+++ Seçilmiş metin

Hasan CEMAL
Evvelce bu memlekette Başbakan’ın yaptığı işleri artık Cumhurbaşkanı yapıyor.
Evvelce Başbakan’ın yaptığı konuşmaları artık Cumhurbaşkanı yapıyor.
Ve Başbakan ağır ağır sahnenin arka tarafına doğru çekilirken, sahne ışıkları artık Cumhurbaşkanı’nı aydınlatmaya başlıyor.
Bu bir fiili durum.
Eski deyişle emrivaki.
Tek adamlık emrivakisi...
Cumhurbaşkanı, bu fiili durumu “Ben sandıktan çıktım, beni halk seçti” diyerek Türkiye’ye dayatıyor.
Oysa, anayasa aynı anayasa.
Değişmiş değil.
Parlamenter sistem geçerliğini koruyor.
Buna göre, ülkeyi siyasal sorumluluğu olmayan Cumhurbaşkanı değil, siyasal sorumluluğa sahip Başbakan’ın yönetmesi lazım.
Ama Erdoğan’ın umurunda değil.
O, kendi bildiği yolda inatla yürüyor.
Alışacak mıyız?
İçimize sindirecek miyiz?
Elbette hayır.
Çünkü Erdoğan’ın yolu anayasaya aykırı.
Hukukun üstünlüğüne aykırı.
Güçler ayrılığına aykırı.
Bunlara aykırı olduğu için de demokrasiyle çelişen bir durum var orta yerde.
Mücadeleye devam
O yüzden, Erdoğan’ın bu demokrasi karşıtı yolculuğuna karşı çıkmaktan, sandık çoğunluğuna dayalı ‘baskı rejimi’yle mücadele etmekten başka çare yok.
Demokrasi diyorsak...
Hukuk diyorsak...
Özgürlük diyorsak...
Hayat tarzına saygı diyorsak...
O zaman mücadeleye devam!
Havlu atmak yok.
Kimileri maalesef havlu atmış durumda.
Erdoğan’a karşı mücadele yazılarını takıntılı tutum diye tarif edebiliyorlar.
Geçenlerde, siyaseti öteden beri yakın markajda tutan eski bir ANAP’lı şöyle diyordu:
“Hiç merak etme, Tayyip Erdoğan gelecek yılki seçimlerdeMHP’yi barajın altına iter ve anayasayı tek başına değiştirecek çoğunluğu da elde eder. CHP’nin içler acısı vaziyeti malum...Abdullah Gül’e gelince, onu da unut, Gül’ü de bitirmiş durumda Erdoğan... 2015 seçimlerinde AKP’nin de içini tamamen temizleyerek işi bitirir, bayrağını diker.”

++++++

> _Yapılacak alıştırmalar_:
A - Cumhurbaşkanı ile Başbakan'ın yetkileri üzerine yazılmış yukarıdaki yazıya göre aşağıdaki soruları cevaplayınız.
(i) Cumhurbaşkanı fiili durumu Türkiye'ye hangi sözlerle dayatıyor?
(ii) Yazıya göre hangi sistem geçerliliğini koruyor?
(iii) Eski ANAP'lının sözlerine göre Erdoğan gelecek yılki seçimlerde hangi partiyi barajın altına itecek?
B - Cumhurbaşkanı ile Başbakan'ın yetkileri üzerine yazılmış yazıyı, gösterilen son cümleden sonra sürdürünüz.

+++ Seçilmiş kayıtlar

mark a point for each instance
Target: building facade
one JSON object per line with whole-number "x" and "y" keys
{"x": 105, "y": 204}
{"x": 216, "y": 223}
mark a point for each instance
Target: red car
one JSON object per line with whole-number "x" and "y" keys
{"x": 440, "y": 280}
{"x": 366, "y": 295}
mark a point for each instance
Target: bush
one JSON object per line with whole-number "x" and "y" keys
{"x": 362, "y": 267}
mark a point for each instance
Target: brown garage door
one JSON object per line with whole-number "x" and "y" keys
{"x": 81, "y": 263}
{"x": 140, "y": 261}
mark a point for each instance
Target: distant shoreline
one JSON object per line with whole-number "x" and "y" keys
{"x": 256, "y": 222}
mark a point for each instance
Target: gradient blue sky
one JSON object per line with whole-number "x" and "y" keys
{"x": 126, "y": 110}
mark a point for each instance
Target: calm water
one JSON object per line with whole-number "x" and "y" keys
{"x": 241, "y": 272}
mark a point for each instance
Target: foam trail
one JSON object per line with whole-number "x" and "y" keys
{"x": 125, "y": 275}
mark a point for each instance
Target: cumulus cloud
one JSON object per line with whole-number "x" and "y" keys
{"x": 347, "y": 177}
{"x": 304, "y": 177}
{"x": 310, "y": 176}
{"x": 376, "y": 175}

++++++

> _Alıştırma cevapları_:
A -
(i) "Ben sandıktan çıktım, beni halk seçti"
(ii) Parlamenter sistem
(iii) MHP

B -
Her şey bu kadar kolay mı?
Sanmıyorum.
Ama varsayalım, Erdoğan 2015’de de seçim sandığından istediğini çıkararak anayasayı değiştirdi ve parlamenter sisteme son verdi.
Peki, o zaman Erdoğan’ınki nasıl bir başkanlık sistemi olacak?
Amerika’daki gibi demokrasi mi?
Fransa’daki yarı-başkanlık sistemine benzer bir demokrasi mi?
Hayır, ikisi de olmayacak.
Tayyip Erdoğan’ınki, başkan babalık olacak, demokrasi değil tek adamlık olacak.
Demokrasimiz hep sınıfta kaldı
Erdoğan’ın Türkiye’de ‘vesayet sistemi’ni değiştirdiği doğru.
Ama bunun yerine yine vesayet sistemi getirdiği de doğru.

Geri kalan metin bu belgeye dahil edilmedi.